What to do | In the data below, list every line that contains the string "hair", copying each one in full.

Position annotation data

<<<<

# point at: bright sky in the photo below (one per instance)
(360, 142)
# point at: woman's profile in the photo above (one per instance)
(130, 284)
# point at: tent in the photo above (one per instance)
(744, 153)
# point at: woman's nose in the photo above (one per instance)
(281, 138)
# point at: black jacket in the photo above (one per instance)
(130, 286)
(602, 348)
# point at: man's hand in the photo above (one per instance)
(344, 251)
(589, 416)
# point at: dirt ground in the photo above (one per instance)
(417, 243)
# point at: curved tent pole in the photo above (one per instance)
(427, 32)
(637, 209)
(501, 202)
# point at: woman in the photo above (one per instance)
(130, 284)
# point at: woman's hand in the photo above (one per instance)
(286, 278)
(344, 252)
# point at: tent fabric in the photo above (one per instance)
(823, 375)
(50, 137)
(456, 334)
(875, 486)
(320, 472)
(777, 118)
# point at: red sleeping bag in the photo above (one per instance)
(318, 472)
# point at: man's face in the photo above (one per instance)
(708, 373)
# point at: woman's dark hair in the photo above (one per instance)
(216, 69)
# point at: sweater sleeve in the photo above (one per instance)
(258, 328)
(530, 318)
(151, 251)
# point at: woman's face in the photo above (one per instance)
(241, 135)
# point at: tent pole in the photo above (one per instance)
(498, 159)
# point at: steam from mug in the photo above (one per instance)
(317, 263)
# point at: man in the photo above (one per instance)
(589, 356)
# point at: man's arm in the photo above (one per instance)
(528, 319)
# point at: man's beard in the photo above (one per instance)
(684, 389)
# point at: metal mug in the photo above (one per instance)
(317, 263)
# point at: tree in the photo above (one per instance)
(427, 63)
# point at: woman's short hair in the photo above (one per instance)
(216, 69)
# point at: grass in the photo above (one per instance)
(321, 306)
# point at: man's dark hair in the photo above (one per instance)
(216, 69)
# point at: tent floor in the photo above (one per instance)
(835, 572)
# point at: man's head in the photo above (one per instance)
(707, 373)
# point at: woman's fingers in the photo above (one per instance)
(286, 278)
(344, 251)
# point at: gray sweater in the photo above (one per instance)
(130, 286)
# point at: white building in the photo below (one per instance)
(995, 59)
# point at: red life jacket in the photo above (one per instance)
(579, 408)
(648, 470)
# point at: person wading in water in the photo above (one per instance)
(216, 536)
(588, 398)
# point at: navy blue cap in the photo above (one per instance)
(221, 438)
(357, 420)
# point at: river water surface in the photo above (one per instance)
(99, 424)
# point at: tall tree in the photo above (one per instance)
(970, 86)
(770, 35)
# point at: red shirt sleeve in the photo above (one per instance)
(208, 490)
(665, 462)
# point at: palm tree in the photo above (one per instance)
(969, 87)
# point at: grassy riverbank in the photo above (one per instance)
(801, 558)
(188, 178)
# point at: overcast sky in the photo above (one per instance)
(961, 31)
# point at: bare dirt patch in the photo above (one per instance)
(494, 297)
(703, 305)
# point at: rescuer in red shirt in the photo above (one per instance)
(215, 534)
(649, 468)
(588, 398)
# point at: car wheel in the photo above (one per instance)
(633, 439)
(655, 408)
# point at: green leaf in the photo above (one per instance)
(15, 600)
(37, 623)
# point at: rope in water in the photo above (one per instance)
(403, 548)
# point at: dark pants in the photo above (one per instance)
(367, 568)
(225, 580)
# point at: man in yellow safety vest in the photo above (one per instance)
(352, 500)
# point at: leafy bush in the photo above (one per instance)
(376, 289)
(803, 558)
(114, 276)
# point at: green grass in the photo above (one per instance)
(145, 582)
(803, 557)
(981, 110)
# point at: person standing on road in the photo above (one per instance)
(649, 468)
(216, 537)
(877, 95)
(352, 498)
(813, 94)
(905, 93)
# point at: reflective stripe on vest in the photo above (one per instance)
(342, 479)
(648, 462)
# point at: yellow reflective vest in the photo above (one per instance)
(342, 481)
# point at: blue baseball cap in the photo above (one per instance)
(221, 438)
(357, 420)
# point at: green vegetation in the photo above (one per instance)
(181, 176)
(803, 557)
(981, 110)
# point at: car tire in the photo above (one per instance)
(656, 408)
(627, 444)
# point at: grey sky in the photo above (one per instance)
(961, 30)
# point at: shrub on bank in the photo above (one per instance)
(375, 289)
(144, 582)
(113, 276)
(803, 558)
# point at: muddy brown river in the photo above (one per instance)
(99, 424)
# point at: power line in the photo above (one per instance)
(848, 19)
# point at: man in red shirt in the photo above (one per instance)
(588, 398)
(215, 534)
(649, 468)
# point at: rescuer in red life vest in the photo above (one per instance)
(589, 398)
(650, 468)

>>>>
<<<<

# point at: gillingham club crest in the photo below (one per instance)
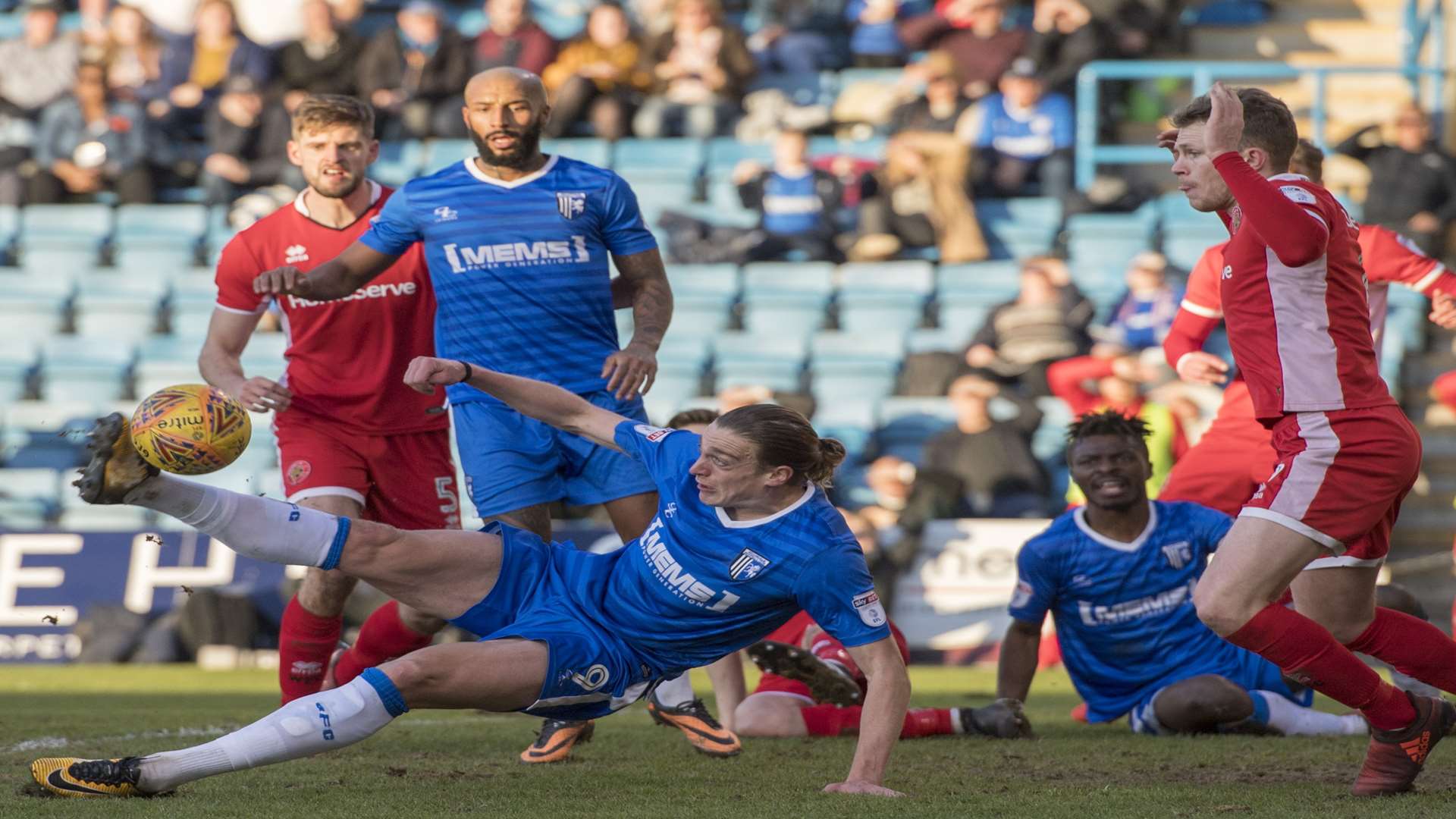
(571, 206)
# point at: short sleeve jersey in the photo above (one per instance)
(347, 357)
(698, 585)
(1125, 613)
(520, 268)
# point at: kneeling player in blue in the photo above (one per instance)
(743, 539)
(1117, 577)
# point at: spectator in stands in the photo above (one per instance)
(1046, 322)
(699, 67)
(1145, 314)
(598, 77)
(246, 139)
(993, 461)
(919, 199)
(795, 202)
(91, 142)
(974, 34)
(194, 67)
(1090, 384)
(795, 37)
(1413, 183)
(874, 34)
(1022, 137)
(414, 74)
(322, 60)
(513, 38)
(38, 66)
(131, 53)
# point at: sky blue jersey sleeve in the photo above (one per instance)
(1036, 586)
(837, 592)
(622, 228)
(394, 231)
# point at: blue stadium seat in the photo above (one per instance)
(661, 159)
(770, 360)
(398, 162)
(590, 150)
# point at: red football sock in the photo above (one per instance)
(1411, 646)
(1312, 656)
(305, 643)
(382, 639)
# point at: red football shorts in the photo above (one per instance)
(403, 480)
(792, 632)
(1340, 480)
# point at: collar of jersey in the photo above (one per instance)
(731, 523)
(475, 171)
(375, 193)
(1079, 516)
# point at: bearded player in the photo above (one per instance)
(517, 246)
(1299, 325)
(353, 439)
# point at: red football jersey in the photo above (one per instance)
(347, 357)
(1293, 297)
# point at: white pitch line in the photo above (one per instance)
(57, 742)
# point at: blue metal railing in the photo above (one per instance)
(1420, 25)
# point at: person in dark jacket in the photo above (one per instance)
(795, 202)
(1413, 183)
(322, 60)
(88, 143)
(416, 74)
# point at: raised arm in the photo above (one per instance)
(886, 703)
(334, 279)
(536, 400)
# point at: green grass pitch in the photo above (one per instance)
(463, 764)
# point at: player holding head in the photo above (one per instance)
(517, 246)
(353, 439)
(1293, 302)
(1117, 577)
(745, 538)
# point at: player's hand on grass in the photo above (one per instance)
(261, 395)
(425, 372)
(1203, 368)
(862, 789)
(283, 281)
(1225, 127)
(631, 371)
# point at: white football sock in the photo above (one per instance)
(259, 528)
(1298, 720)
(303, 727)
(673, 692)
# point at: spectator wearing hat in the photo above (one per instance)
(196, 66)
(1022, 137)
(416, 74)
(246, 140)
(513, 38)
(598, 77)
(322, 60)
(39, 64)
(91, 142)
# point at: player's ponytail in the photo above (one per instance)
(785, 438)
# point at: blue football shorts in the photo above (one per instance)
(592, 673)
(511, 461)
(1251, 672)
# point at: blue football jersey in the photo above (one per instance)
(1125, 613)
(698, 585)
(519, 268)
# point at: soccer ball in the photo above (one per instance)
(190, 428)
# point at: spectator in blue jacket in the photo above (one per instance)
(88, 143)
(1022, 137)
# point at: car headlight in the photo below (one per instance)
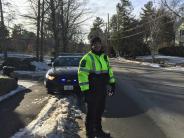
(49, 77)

>>>>

Solved exercise |
# point at: woman's dark hair in the photo above (one per instance)
# point at: woman's short hair in the photo above (one per instance)
# point at: man's dark hair in the photo above (one per instance)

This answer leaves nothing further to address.